▸ QUOTED PASSAGE
= = = = =
# Lab 1: Information Retrieval

__Students:__ Sebastian Callh sebca553, Jacob Lundberg jaclu010

### Crawling
The corpus for this assignment will be at least 1000 Googla Play app descriptions. To acquire those we crawl all the categories for their presented app urls, and then those app urls for their description. First off let's import used packages.

In [2]:
import numpy as np
from sklearn.metrics.pairwise import cosine_similarity
import urllib.request
import nltk
import pickle
from functools import reduce
from itertools import chain
from nltk.stem.snowball import SnowballStemmer
import re
import os

To scrape the urls we use `urllib` and `re` with the helper functions defined below.

In [3]:
catreg = r'<a class=\"child-submenu-link\" href=\"(/store/apps/category/.*?)\" title=\".*?\" jsl=\"\$x 5;\" jsan=\"7.child-submenu-link,8.href,0.title\">.*?<\/a>'
catre = re.compile(catreg)
appreg = r'href=\"(/store/apps/details.*?)\"'
appre = re.compile(appreg)

play_url = 'https://play.google.com'
def scrape_cat_urls(url):
    mkdwn = urllib.request.urlopen(url).read().decode('utf-8')
    return re.findall(catre, mkdwn)

def scrape_app_urls(cat_url):
    mkdwn = urllib.request.urlopen(play_url + cat_url).read().decode('utf-8')
    return re.findall(appre, mkdwn)


To fill the quota of 1000 descriptions, some additional links are added.

In [4]:
cat_urls = scrape_cat_urls(play_url + '/store/apps')
cat_urls.append('/store/search?q=poop&c=apps')
cat_urls.append('/store/apps/new')
cat_urls.append('/store/apps/top')
app_urls = set(reduce(lambda lst, url: lst + scrape_app_urls(url), cat_urls, []))
len(app_urls)

1259

When scraping all the chosen pages we are well above the requirement, so we can now scrape the actual app descriptions (together with the app names). The descriptions are stored in a pickle file to avoid re-scraping the web pages.
= = = = =
▸ LISTED ENTRIES

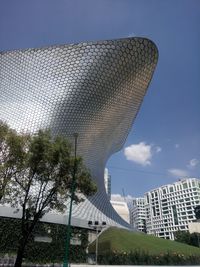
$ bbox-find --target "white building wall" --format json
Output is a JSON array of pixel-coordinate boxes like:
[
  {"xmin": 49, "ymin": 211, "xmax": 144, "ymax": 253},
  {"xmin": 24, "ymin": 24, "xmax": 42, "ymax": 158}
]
[
  {"xmin": 145, "ymin": 178, "xmax": 200, "ymax": 239},
  {"xmin": 129, "ymin": 197, "xmax": 146, "ymax": 232}
]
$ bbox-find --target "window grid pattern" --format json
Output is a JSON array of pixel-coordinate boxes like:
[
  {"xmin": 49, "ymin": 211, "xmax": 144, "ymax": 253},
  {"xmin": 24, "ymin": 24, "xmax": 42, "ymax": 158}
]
[{"xmin": 145, "ymin": 178, "xmax": 200, "ymax": 239}]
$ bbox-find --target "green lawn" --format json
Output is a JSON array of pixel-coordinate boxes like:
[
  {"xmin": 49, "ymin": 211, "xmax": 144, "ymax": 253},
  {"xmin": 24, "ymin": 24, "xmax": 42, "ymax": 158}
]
[{"xmin": 89, "ymin": 227, "xmax": 200, "ymax": 256}]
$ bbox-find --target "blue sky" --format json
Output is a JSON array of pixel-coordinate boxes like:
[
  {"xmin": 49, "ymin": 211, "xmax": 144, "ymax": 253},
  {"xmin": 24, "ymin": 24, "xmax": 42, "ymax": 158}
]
[{"xmin": 0, "ymin": 0, "xmax": 200, "ymax": 196}]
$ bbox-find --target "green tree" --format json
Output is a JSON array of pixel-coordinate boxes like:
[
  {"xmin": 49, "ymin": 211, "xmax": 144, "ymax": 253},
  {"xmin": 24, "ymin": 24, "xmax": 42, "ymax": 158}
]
[
  {"xmin": 2, "ymin": 128, "xmax": 96, "ymax": 267},
  {"xmin": 0, "ymin": 121, "xmax": 28, "ymax": 203}
]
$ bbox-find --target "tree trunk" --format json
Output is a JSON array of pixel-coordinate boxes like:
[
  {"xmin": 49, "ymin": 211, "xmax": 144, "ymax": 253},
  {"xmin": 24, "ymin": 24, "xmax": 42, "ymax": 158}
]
[
  {"xmin": 14, "ymin": 244, "xmax": 25, "ymax": 267},
  {"xmin": 14, "ymin": 235, "xmax": 28, "ymax": 267}
]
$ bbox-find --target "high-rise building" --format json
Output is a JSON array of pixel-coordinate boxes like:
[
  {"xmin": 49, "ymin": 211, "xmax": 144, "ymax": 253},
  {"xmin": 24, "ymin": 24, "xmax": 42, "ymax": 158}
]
[
  {"xmin": 128, "ymin": 197, "xmax": 146, "ymax": 232},
  {"xmin": 145, "ymin": 178, "xmax": 200, "ymax": 239},
  {"xmin": 104, "ymin": 168, "xmax": 111, "ymax": 199}
]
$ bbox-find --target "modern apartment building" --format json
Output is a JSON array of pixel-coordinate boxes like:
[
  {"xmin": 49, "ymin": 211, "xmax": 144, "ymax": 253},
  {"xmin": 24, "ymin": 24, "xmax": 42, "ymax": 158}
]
[
  {"xmin": 128, "ymin": 197, "xmax": 146, "ymax": 232},
  {"xmin": 145, "ymin": 178, "xmax": 200, "ymax": 239}
]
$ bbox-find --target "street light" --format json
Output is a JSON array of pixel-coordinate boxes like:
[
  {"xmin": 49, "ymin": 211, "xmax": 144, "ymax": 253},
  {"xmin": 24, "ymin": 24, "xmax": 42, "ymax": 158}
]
[
  {"xmin": 63, "ymin": 133, "xmax": 78, "ymax": 267},
  {"xmin": 88, "ymin": 221, "xmax": 106, "ymax": 265}
]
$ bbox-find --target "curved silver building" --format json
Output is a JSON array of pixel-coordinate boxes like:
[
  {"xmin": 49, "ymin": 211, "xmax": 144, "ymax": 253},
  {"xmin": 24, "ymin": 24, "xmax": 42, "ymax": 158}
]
[{"xmin": 0, "ymin": 38, "xmax": 158, "ymax": 226}]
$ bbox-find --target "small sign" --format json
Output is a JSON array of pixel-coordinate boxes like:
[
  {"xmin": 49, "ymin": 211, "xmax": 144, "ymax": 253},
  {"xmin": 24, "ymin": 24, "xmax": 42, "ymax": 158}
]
[{"xmin": 34, "ymin": 236, "xmax": 52, "ymax": 243}]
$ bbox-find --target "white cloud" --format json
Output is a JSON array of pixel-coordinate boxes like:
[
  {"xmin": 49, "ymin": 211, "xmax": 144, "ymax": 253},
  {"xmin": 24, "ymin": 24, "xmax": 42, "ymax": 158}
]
[
  {"xmin": 124, "ymin": 142, "xmax": 152, "ymax": 166},
  {"xmin": 168, "ymin": 169, "xmax": 189, "ymax": 177},
  {"xmin": 111, "ymin": 194, "xmax": 124, "ymax": 201},
  {"xmin": 128, "ymin": 32, "xmax": 136, "ymax": 37},
  {"xmin": 155, "ymin": 146, "xmax": 162, "ymax": 153},
  {"xmin": 187, "ymin": 159, "xmax": 199, "ymax": 169}
]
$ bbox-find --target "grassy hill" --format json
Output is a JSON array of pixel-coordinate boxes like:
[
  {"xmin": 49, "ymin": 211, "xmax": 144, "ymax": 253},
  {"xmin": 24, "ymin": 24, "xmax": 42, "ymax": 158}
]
[{"xmin": 89, "ymin": 227, "xmax": 200, "ymax": 256}]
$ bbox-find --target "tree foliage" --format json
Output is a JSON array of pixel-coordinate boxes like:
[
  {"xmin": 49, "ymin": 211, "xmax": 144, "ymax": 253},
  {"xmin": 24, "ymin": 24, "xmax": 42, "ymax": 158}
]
[{"xmin": 0, "ymin": 124, "xmax": 96, "ymax": 266}]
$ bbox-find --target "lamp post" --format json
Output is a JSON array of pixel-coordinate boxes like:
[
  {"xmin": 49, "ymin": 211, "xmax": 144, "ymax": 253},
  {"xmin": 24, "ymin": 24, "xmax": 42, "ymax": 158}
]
[
  {"xmin": 63, "ymin": 133, "xmax": 78, "ymax": 267},
  {"xmin": 88, "ymin": 221, "xmax": 106, "ymax": 265}
]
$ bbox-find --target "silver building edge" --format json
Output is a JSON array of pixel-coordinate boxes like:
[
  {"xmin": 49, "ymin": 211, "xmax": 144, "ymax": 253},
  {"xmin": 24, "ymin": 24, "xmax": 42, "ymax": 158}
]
[{"xmin": 0, "ymin": 38, "xmax": 158, "ymax": 227}]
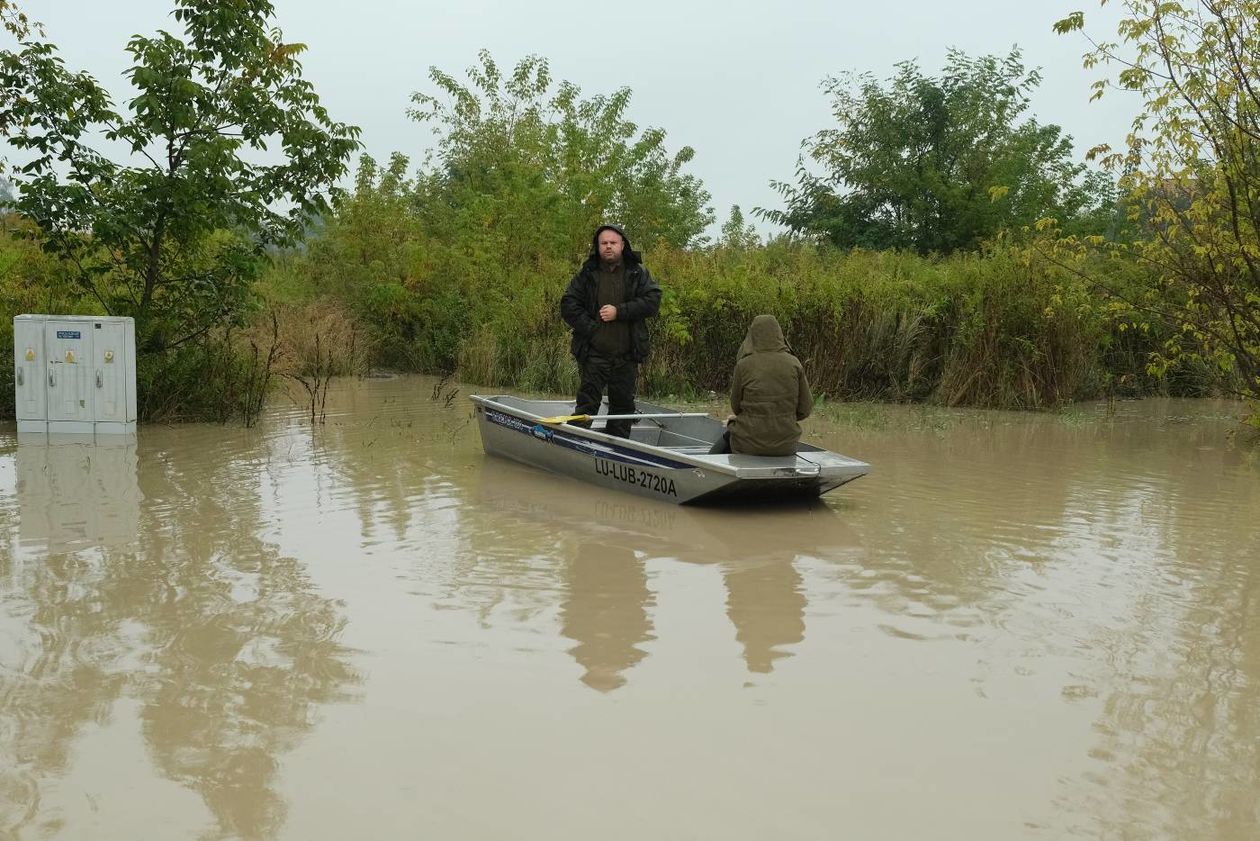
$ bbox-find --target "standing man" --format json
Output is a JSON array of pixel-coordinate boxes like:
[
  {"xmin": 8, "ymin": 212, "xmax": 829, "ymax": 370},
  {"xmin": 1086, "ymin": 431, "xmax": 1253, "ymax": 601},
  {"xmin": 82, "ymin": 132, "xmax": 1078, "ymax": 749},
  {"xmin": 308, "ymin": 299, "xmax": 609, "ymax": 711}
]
[{"xmin": 559, "ymin": 224, "xmax": 660, "ymax": 438}]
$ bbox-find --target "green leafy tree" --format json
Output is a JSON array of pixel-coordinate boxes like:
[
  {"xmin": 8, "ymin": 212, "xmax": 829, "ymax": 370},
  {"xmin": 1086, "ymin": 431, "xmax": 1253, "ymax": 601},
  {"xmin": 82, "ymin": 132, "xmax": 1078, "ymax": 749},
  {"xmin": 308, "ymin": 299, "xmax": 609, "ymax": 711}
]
[
  {"xmin": 0, "ymin": 0, "xmax": 358, "ymax": 359},
  {"xmin": 411, "ymin": 50, "xmax": 713, "ymax": 255},
  {"xmin": 759, "ymin": 49, "xmax": 1106, "ymax": 253},
  {"xmin": 0, "ymin": 0, "xmax": 39, "ymax": 38},
  {"xmin": 1055, "ymin": 0, "xmax": 1260, "ymax": 408},
  {"xmin": 719, "ymin": 204, "xmax": 761, "ymax": 248}
]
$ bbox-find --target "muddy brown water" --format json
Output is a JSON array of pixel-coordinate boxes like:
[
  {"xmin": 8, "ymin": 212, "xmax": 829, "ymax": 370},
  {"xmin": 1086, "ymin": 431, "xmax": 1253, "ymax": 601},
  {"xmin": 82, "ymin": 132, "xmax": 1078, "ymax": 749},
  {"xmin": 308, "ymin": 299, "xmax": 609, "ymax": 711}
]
[{"xmin": 0, "ymin": 377, "xmax": 1260, "ymax": 841}]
= = = = =
▸ WORK REQUIRED
In the lab write-up, where are the scraped app descriptions stored so the web pages don't have to be scraped again? Rely only on the lab write-up, not the data.

▸ RESULT FOR THIS EXERCISE
In a pickle file.